> Provided text:
==*==

Before leaving the military world, let us analyze "The Delirium." Captain Markov has been ordered by the government to suppress the revolution in certain provinces. Disgusted with the duty of daily executioner, the officer frets himself into a high fever. A non-commissioned officer enters to ask him to decide the fate of three men who have been arrested the previous night, one of whom is an old man with a peaceful and strangely beautiful face. The sergeant knows that they ought to be shot, but these executions are so repulsive to him, that he is anxious to have the sentence of death confirmed by his chief, who seems to him to have the sole responsibility.

"I don't want you ever again to ask me such a question," cries Markov, who has guessed the intention of his subordinate. "You know what you ought to do." And he dismisses him. But the soldier remains motionless.

"What else do you want?" asks the captain.

"The men," answers the stubborn soldier, "are anxious to know what to do with the … old … man…"

"Get out of here!" the officer roars, exasperated. "Do you understand?"

"Very well, captain. But as to-day is December 31, allow me to offer you my best wishes for a happy New Year."

"Thank you, my friend," replies Markov in a voice which has suddenly become soft.

During the night the captain begins to rave. The old man whom he has just condemned to death appears and speaks to him. He says that his name is Cain, and confesses the murder of his brother. Cursed by God, he wanders disconsolately through the centuries, followed by the groaning of his victim.

==*==

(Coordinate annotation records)

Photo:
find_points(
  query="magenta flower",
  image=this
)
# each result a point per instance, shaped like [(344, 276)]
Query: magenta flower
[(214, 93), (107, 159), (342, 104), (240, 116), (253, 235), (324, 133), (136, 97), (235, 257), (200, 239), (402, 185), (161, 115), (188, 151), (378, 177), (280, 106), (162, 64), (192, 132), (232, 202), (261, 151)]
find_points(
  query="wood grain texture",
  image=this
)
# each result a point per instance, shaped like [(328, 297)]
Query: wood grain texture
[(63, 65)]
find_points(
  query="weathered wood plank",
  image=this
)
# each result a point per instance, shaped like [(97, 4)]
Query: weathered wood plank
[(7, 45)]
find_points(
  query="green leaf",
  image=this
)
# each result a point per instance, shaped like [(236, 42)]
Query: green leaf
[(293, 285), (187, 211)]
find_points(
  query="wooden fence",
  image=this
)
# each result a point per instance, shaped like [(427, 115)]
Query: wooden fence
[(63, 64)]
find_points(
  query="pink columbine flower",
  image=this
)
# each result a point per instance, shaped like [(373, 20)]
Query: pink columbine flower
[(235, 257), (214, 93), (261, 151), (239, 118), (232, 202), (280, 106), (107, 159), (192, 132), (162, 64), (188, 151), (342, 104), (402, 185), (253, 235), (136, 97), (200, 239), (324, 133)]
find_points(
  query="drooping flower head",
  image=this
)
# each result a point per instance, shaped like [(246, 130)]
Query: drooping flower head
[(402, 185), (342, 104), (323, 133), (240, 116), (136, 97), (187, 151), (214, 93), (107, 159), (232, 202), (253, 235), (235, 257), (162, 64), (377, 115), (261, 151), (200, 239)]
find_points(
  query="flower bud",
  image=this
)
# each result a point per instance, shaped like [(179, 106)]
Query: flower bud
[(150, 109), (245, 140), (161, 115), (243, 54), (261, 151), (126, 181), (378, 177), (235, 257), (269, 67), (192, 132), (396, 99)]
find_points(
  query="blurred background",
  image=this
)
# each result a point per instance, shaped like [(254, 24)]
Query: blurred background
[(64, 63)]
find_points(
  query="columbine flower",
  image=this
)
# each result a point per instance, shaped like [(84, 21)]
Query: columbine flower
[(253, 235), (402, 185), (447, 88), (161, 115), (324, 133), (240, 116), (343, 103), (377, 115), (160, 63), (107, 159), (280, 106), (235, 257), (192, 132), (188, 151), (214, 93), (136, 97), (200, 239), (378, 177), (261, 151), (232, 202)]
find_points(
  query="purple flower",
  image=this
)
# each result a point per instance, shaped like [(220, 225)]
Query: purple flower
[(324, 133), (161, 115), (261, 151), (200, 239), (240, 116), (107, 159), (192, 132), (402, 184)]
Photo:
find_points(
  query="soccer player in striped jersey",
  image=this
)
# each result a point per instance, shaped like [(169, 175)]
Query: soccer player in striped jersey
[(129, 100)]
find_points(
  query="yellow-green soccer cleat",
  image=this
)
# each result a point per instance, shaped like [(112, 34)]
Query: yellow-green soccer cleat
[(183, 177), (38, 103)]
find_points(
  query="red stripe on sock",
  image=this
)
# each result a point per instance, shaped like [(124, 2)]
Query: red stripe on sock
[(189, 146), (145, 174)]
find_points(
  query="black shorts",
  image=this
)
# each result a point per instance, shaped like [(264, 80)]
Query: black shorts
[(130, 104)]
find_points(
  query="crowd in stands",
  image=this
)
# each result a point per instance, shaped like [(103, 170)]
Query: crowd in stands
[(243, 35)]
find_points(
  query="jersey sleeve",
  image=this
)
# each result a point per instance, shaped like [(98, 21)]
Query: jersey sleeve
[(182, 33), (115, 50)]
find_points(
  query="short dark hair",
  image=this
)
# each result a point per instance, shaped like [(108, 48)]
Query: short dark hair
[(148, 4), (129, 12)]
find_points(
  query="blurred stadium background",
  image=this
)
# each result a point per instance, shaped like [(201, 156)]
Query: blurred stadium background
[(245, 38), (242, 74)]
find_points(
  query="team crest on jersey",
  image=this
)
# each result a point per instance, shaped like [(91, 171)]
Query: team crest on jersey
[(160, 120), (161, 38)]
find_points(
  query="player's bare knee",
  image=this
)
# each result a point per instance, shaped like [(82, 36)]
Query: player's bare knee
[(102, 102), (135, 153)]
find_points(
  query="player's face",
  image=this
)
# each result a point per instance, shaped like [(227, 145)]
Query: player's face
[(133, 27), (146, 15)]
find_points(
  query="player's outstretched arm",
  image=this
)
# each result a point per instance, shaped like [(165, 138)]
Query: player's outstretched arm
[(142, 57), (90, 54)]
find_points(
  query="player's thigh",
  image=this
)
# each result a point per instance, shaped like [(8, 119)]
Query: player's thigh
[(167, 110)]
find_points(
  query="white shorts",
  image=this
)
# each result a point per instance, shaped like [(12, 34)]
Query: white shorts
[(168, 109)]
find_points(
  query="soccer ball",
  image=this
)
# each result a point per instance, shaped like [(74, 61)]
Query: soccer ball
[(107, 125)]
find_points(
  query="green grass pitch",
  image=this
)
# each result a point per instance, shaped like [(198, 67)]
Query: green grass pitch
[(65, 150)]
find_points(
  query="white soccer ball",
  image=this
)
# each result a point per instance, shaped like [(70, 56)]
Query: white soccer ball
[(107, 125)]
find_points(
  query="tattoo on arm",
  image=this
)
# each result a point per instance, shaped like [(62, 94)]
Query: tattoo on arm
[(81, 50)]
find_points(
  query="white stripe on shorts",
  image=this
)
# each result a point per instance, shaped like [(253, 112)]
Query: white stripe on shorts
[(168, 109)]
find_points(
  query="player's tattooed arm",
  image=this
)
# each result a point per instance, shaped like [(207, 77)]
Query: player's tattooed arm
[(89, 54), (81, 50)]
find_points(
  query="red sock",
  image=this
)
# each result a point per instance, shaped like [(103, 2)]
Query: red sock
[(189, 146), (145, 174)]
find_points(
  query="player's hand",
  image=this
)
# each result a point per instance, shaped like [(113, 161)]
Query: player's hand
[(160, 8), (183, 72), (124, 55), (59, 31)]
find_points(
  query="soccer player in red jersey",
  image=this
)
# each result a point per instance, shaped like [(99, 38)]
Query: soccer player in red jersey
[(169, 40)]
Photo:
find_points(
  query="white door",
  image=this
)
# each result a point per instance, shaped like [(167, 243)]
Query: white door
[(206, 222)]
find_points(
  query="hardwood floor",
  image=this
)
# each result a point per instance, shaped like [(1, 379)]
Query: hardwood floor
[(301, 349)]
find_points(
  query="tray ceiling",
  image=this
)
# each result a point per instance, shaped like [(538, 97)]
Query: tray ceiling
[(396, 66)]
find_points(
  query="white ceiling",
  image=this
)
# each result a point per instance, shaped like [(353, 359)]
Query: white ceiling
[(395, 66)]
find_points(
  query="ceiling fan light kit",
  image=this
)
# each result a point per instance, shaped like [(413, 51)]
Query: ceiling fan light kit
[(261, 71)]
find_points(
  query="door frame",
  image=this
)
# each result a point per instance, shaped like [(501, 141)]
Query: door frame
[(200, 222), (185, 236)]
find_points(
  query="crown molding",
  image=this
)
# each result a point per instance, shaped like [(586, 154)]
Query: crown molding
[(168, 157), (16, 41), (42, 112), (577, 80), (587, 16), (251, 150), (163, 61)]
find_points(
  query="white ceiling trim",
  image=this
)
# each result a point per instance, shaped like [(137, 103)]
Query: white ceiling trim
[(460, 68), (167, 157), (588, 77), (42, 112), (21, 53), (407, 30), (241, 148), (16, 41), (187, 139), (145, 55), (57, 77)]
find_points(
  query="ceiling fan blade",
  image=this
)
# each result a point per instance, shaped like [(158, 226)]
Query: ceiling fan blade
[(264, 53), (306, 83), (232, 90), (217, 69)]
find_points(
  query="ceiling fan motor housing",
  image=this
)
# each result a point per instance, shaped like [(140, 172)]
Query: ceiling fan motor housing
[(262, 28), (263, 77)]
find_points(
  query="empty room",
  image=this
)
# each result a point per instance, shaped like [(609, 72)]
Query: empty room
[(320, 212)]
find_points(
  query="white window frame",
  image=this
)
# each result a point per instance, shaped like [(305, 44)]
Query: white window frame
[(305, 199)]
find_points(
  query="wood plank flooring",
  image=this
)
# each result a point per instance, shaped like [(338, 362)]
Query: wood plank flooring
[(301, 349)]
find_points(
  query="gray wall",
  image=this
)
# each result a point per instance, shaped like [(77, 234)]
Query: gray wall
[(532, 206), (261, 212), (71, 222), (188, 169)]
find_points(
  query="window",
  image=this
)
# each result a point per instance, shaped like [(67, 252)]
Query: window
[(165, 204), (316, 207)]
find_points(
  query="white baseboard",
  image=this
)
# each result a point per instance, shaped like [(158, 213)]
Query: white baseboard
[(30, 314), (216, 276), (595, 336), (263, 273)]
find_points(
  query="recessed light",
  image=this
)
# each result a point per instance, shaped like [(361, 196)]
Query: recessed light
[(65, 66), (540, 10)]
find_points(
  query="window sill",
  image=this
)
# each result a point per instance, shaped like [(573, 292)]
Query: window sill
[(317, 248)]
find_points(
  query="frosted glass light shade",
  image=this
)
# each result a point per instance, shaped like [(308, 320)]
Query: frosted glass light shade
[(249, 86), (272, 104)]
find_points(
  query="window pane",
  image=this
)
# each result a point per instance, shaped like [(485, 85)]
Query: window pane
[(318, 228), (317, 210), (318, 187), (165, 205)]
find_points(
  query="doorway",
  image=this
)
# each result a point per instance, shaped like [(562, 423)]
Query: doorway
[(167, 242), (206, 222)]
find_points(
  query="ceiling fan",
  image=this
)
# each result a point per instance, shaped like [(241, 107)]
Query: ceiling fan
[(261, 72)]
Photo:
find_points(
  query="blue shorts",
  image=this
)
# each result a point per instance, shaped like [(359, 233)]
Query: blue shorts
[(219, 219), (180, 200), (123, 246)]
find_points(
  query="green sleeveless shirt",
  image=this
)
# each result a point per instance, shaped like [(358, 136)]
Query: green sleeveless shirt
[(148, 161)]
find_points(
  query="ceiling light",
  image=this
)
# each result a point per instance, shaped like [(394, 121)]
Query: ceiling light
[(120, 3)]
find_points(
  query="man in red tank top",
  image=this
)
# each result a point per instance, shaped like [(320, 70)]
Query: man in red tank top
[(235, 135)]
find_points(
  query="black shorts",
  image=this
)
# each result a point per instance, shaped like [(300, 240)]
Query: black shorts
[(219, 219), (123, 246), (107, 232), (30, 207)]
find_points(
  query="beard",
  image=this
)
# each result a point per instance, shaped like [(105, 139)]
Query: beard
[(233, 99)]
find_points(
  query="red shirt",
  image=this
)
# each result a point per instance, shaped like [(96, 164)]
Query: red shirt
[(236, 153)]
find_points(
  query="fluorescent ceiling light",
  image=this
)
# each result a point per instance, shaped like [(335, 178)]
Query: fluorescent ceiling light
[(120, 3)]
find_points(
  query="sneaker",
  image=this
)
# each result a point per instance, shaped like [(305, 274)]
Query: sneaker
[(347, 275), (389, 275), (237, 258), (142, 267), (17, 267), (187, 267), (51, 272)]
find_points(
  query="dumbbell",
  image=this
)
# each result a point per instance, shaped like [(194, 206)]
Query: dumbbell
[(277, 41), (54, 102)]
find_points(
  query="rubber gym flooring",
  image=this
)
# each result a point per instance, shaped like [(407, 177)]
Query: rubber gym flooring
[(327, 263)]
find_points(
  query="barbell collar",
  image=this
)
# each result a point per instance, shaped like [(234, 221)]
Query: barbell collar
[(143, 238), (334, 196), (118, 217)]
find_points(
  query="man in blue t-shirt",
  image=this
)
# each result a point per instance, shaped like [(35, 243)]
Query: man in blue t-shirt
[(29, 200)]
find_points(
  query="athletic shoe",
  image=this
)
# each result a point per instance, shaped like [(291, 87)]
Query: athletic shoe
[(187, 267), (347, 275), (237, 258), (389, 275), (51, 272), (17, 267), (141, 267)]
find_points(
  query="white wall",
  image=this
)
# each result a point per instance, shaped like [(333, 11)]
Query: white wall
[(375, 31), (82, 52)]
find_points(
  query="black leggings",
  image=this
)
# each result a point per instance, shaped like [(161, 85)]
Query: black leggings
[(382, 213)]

==*==

> Given request: Write a continuation of the passage summarizing "The Delirium," picking up right after the sentence about Cain wandering through the centuries.

> Written response:
Just before dawn the sergeant awakens Markov.

"What about those three men?" asks the captain eagerly.

"Shot, captain!"

"And the old man? The old man?.. what have you done with him?"

"We shot him along with the others, captain."

The next day Captain Markov asks for his discharge, having decided to leave the army for good.

This story, which is one of the most powerful in Russian literature, would have been enough to bring the young writer renown, even if he had never written anything else. But his work, which is already imposing in amount, abounds in pages of great merit, and especially in well-constructed, brief, tragic stories.

Under this class should be mentioned "Humble People," a short story, the scene of which is laid in the extreme north. It is the story of a close friendship between a nurse in a dispensary and a school-teacher.

Snowed in by a terrible winter – a winter of seven months – these two friends find in their daily meetings the only pleasure that can make their enforced solitude easier for them. However, in spite of their mutual friendship, they often find their lot hard to endure. And they continually quarrel, only to become reconciled almost immediately. But now an unexpected event comes to break the monotony of their existence. They are invited to a dance, given by the priest of the neighboring village, and there they fall in love with two charming young girls, who, they are happy to find, are not indifferent to them. Once at home, they bestow lavish praises on their new friends. With the touching devotion of simple and starved hearts they speak about them as if the young girls already were theirs.

"Mine has eyes of velvet," says the one.

"And mine has hair of pure gold," replies the other.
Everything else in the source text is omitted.